Activity. Restate word for word the entries below, starting with the line with "Target: foliage" and continuing through the line with "column 80, row 82". Include both of those lines and no others.

(Source data)
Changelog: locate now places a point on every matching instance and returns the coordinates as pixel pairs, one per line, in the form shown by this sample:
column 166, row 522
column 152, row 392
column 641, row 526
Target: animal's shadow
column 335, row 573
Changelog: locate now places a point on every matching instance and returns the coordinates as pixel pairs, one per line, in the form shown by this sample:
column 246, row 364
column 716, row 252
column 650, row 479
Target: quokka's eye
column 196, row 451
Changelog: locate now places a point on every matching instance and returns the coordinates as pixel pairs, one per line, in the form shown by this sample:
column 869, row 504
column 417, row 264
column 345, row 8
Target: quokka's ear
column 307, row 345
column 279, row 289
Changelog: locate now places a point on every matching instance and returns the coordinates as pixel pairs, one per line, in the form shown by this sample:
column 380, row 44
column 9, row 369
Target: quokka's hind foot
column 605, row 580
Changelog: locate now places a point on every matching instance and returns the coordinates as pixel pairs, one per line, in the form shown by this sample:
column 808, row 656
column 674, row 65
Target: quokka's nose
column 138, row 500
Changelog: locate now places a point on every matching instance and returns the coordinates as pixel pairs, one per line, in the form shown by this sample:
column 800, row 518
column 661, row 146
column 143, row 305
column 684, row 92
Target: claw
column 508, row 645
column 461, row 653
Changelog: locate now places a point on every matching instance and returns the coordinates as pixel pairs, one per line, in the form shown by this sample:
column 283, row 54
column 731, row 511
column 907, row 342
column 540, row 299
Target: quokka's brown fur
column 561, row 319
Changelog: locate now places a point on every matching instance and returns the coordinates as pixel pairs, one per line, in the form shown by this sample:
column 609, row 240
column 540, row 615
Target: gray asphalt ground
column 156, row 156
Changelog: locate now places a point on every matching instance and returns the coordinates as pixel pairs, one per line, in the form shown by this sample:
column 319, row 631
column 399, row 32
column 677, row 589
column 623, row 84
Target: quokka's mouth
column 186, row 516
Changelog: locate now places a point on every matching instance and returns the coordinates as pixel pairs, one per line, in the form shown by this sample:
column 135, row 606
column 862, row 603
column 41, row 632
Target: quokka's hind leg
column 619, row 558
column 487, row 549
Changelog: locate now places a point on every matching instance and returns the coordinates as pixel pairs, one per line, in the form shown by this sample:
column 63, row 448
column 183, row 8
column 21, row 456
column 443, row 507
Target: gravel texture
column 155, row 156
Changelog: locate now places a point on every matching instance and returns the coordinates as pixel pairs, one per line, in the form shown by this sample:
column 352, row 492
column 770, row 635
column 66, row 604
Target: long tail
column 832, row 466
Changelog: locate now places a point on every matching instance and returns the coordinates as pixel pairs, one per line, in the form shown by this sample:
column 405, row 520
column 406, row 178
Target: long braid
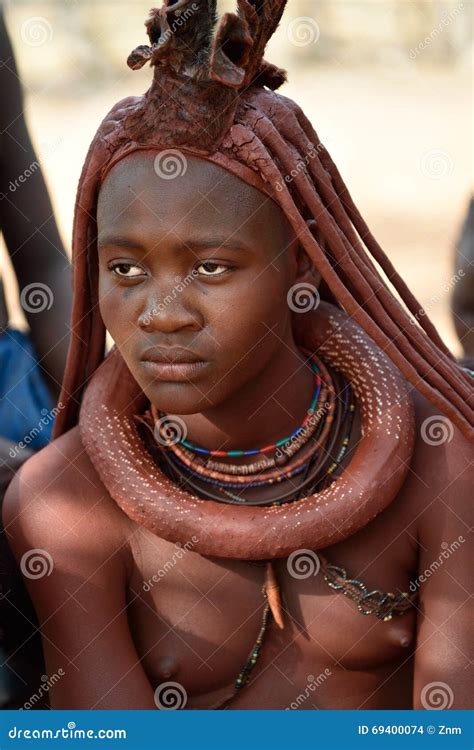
column 251, row 150
column 371, row 285
column 270, row 139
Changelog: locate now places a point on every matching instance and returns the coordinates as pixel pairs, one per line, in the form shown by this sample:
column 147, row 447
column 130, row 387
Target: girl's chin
column 177, row 398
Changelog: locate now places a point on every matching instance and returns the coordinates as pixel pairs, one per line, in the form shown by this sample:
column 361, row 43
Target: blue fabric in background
column 25, row 402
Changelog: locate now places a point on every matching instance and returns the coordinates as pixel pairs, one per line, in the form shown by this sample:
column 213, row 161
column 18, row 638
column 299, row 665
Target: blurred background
column 387, row 85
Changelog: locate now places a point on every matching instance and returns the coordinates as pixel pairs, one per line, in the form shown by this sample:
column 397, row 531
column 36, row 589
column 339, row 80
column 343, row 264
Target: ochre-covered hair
column 213, row 95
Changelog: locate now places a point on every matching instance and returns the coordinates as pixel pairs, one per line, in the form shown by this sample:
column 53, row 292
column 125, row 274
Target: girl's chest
column 195, row 621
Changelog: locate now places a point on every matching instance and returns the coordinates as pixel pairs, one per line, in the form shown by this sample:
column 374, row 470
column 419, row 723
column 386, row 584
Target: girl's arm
column 75, row 569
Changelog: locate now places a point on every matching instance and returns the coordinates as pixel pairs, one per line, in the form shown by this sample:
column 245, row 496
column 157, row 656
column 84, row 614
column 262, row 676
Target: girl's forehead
column 166, row 187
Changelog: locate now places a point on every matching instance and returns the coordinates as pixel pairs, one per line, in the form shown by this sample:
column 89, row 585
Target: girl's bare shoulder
column 58, row 495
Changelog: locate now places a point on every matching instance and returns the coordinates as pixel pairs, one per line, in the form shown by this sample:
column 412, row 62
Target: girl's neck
column 265, row 410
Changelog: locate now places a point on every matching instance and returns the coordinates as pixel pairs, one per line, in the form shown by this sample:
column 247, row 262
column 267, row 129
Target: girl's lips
column 178, row 372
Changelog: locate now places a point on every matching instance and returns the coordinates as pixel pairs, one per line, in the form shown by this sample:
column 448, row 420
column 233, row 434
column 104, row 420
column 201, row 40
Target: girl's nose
column 170, row 311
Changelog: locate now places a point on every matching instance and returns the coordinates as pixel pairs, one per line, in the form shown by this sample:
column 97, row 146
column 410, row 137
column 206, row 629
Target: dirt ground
column 402, row 140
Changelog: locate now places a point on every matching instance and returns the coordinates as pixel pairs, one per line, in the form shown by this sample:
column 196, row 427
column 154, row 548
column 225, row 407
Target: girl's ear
column 305, row 270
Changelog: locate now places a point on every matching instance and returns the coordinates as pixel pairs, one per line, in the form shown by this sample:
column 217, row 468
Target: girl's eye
column 209, row 268
column 122, row 270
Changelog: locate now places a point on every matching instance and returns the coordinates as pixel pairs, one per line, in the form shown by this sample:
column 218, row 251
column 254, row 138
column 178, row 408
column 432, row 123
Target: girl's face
column 194, row 273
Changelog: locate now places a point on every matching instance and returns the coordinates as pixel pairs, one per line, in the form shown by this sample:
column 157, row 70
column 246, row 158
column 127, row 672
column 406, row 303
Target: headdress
column 215, row 96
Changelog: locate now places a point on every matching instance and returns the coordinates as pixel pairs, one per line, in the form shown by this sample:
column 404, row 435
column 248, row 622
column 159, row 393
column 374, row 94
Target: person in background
column 31, row 363
column 462, row 302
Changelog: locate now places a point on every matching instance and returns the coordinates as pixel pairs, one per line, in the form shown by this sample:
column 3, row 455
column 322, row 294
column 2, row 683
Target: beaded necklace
column 316, row 461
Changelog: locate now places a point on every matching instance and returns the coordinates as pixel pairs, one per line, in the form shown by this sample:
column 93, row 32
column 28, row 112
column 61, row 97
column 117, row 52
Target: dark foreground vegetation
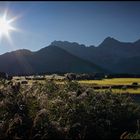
column 69, row 111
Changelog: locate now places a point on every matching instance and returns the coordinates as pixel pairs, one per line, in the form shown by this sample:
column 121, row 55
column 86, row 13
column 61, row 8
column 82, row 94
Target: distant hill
column 49, row 59
column 111, row 54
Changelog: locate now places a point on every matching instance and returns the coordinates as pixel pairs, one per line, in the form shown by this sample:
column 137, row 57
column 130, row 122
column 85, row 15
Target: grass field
column 113, row 81
column 93, row 83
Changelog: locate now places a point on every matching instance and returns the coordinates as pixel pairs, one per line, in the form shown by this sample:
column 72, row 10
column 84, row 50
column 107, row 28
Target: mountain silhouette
column 49, row 59
column 111, row 54
column 63, row 56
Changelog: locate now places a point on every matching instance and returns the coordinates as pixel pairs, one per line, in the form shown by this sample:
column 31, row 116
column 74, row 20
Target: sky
column 40, row 23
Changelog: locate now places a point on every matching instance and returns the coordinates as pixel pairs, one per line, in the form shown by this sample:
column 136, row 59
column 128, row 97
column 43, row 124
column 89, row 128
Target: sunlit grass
column 113, row 81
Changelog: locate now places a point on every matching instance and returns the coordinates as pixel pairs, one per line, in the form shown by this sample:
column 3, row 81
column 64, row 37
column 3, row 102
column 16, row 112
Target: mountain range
column 111, row 56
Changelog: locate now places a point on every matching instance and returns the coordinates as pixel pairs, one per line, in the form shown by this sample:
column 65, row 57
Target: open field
column 113, row 81
column 101, row 85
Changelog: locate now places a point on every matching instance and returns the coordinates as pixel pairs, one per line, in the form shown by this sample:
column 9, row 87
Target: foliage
column 47, row 111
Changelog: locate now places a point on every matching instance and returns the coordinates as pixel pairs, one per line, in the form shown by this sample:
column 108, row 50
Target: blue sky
column 87, row 23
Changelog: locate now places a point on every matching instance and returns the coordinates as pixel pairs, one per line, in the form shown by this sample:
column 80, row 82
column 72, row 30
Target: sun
column 6, row 26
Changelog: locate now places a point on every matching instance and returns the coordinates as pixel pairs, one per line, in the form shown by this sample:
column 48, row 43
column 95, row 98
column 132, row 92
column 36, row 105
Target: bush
column 47, row 111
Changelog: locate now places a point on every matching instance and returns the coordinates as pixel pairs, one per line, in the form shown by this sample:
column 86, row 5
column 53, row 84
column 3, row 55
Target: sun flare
column 6, row 26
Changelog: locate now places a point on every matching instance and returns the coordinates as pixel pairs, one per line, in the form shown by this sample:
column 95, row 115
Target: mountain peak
column 66, row 43
column 109, row 41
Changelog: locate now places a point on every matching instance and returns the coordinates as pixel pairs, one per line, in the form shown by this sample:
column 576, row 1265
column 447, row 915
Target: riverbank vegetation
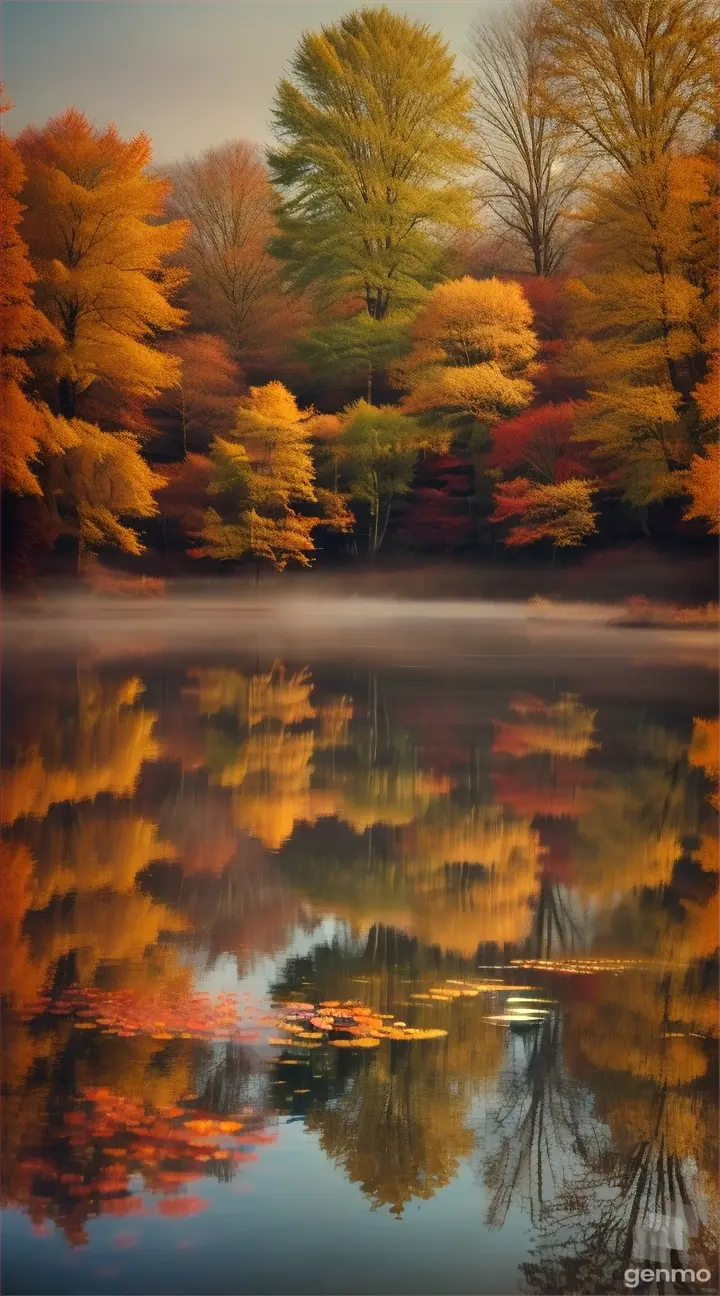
column 444, row 315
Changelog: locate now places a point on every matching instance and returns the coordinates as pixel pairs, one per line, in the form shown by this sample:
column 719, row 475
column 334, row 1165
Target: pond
column 358, row 953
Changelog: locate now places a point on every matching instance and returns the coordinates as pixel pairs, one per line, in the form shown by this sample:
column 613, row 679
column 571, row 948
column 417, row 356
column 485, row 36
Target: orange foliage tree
column 473, row 345
column 25, row 429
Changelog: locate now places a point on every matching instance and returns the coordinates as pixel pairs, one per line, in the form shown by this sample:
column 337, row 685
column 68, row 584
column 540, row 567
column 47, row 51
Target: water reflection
column 174, row 831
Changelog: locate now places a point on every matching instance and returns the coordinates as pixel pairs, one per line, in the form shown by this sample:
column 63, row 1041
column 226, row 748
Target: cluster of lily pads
column 346, row 1024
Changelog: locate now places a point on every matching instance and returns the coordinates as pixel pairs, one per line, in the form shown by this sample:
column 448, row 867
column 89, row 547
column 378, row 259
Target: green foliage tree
column 258, row 477
column 381, row 447
column 374, row 139
column 356, row 349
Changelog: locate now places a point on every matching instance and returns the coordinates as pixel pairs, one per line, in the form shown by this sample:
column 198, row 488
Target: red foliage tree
column 540, row 442
column 438, row 515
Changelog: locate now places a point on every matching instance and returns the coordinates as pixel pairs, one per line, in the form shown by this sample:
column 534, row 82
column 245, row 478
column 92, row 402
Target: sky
column 191, row 73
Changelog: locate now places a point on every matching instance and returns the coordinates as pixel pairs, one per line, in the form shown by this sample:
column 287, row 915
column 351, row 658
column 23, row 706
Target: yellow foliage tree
column 644, row 323
column 25, row 430
column 258, row 477
column 473, row 345
column 702, row 482
column 99, row 480
column 100, row 254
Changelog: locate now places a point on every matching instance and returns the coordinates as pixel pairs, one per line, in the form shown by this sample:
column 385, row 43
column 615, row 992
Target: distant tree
column 632, row 79
column 532, row 169
column 25, row 432
column 100, row 254
column 97, row 484
column 561, row 513
column 258, row 476
column 381, row 447
column 473, row 344
column 356, row 349
column 373, row 139
column 702, row 482
column 236, row 285
column 540, row 441
column 184, row 495
column 642, row 323
column 438, row 513
column 203, row 399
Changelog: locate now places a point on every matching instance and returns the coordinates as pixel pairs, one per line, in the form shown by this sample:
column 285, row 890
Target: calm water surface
column 506, row 846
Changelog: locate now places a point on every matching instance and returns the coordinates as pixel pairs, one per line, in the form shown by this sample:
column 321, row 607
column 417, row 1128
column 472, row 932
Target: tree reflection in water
column 168, row 823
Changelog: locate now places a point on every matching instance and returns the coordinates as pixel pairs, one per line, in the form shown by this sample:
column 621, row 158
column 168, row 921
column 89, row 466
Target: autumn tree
column 562, row 513
column 381, row 446
column 259, row 476
column 356, row 349
column 203, row 399
column 473, row 342
column 25, row 430
column 703, row 487
column 641, row 319
column 632, row 79
column 100, row 254
column 539, row 441
column 438, row 515
column 373, row 143
column 97, row 485
column 532, row 169
column 236, row 285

The completed task.
Target: foliage
column 47, row 111
Changelog: locate now places a point on every matching instance and returns the coordinates as pixel pairs, one per line, in the form shown by this sample:
column 108, row 50
Target: blue sky
column 87, row 23
Changelog: locate now places a point on every matching instance and returns the coordinates as pixel pairs, one per line, in the form shown by this sample:
column 80, row 82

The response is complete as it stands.